* BEGIN DOCUMENT PASSAGE *

If a smallest step of a beacon interval of each terminal is T_SF/8, in a case of the beacon transmission time and relative channel arrangement as shown in FIG. 16, it can be grasped as beacon position information described as shown in FIG. 17.

In an example shown in FIG. 17, the beacon position information has columns in the number of beacons which can be arranged within a transmission frame period T_SF. The head column is assigned to a beacon transmission position of the local station, and a beacon transmission channel is written therein. Each column subsequent thereto is assigned at the transmission time of every T_SF/8 using the beacon transmission position of the local station as a criterion, and the channel information of a beacon received at a relative position (offset) corresponding to the beacon transmission position of the local station is written therein.

The beacon position information as shown in FIG. 17 has information regarding whether or not a beacon of the transmission time corresponding to each column and, if there exists the beacon, information regarding the channel written therein, and the beacon position information corresponds to neighbor communication apparatus information NBOI in the multiple-channel communication environment. Each communication station creates beacon location information on the basis of the beacon which the local station could receive on each channel and write the information in the beacon to mutually notify to the neighbor stations so as to grasp the neighbor communication environment. In addition, each communication station fetches the beacon position information from the received beacon to update the content of the beacon position information in the local station.

The communication station obtains the beacon transmission channel in each transmission frame period on the basis of the description content of such beacon position information and switches to the obtained channel at the beacon transmission/reception time so as to try transmission/reception.

It is preferable that relative channel arrangement of the beacon is made so that the transmission time of each beacon is positioned as far as possible with each other. This is because, since data transmission in the transmission guaranteed period (TGP) acquired after the beacon transmission/reception is carried out on the channel of the beacon, communicable time can be longer if the beacons are separated as far as possible. FIG. 18 shows an example of beacon arrangement of each communication channel on the multiple channels.

The present invention has been described in detail with reference to particular embodiments. However, it is obvious that the person skilled in the art can make modifications and alternatives of the embodiments without departing from the gist of the present invention. Namely, the present invention has been disclosed illustratively, and the contents described in the specification should not be construed limitedly. In order to judge the gist of the present invention, Claims described below should be considered.

Claims

1. A wireless communication system for forming a network among a plurality of wireless communication apparatuses in a self-organized manner without having relationship of a controlling station and a controlled station, in a communication environment provided with a plurality of channels, wherein each communication station selects a channel from the plurality of channels on the basis of channel interference information in a neighbor station to perform communication.

* END DOCUMENT PASSAGE *
* BEGIN DATA SEGMENT *

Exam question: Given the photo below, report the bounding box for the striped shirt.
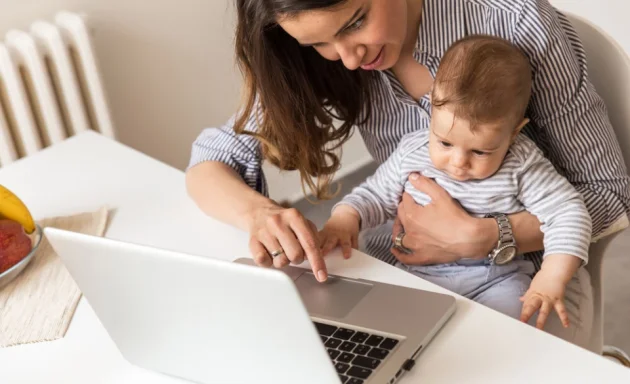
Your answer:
[189,0,630,266]
[333,130,591,264]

* END DATA SEGMENT *

* _TASK TO COMPLETE_: List each distinct figure the passage on beacon position information refers to. The material comes from a different source than the passage on beacon position information.

* _SOLVED EXERCISE_: FIG. 16, FIG. 17, FIG. 18